RECORDS SUPPLIED ->
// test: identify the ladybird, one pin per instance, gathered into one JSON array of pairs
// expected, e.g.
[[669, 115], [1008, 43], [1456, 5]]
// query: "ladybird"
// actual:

--

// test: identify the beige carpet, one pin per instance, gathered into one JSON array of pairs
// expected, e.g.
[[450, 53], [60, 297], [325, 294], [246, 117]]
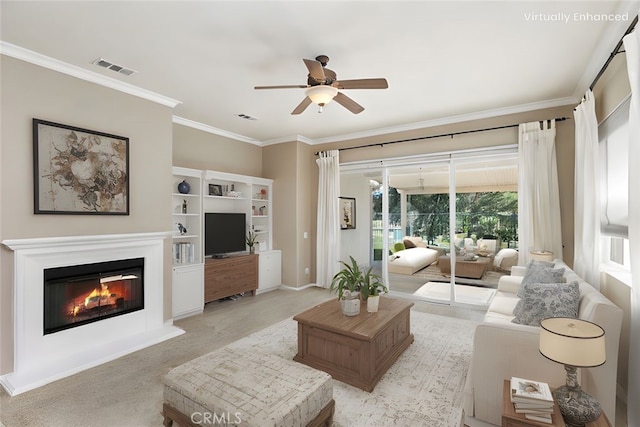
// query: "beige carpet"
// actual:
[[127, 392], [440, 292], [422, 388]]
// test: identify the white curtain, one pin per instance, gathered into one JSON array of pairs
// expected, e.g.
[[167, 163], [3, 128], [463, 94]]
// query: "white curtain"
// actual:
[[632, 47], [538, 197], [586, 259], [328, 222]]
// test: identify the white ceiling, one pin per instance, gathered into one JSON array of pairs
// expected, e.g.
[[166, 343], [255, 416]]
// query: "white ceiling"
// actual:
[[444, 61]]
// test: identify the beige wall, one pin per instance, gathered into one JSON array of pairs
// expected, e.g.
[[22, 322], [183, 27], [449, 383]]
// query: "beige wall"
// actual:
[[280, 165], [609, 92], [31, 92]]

--

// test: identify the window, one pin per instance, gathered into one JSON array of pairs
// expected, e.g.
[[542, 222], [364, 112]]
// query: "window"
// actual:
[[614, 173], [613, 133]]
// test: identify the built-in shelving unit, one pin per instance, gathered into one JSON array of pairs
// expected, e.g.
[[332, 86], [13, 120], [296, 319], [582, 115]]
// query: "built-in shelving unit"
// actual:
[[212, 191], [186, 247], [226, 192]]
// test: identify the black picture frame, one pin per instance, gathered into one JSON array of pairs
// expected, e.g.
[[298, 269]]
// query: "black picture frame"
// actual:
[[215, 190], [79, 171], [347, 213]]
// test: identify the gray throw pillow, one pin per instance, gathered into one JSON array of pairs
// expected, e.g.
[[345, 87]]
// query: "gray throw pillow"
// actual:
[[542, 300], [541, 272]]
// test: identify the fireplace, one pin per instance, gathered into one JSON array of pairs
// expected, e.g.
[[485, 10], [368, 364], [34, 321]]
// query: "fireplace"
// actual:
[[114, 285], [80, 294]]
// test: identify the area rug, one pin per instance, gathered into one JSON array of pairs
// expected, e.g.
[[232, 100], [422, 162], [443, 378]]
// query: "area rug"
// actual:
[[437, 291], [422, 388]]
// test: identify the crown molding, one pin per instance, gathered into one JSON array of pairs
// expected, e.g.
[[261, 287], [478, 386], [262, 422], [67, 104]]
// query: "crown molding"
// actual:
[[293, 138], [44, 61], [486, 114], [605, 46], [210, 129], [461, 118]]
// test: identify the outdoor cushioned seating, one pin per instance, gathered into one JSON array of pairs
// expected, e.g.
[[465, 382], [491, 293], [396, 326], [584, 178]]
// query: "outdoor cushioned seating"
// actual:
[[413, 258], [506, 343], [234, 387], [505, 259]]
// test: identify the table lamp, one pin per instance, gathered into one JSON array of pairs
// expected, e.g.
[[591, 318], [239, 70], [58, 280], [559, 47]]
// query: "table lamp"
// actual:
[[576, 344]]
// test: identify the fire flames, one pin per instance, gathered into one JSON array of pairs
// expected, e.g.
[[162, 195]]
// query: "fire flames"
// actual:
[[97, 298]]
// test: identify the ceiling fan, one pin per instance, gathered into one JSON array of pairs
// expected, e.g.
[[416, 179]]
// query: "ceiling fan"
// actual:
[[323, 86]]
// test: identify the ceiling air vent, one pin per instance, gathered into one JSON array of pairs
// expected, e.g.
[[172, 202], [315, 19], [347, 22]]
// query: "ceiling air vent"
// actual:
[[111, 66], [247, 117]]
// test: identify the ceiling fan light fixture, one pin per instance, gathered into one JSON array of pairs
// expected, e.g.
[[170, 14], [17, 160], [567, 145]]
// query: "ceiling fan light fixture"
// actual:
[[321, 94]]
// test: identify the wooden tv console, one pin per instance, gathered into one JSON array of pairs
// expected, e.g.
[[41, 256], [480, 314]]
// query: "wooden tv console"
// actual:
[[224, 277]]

EXERCISE ->
Could you state how many lines of the records contain "built"? Give the number and nothing else.

SOLVED PROBLEM ->
2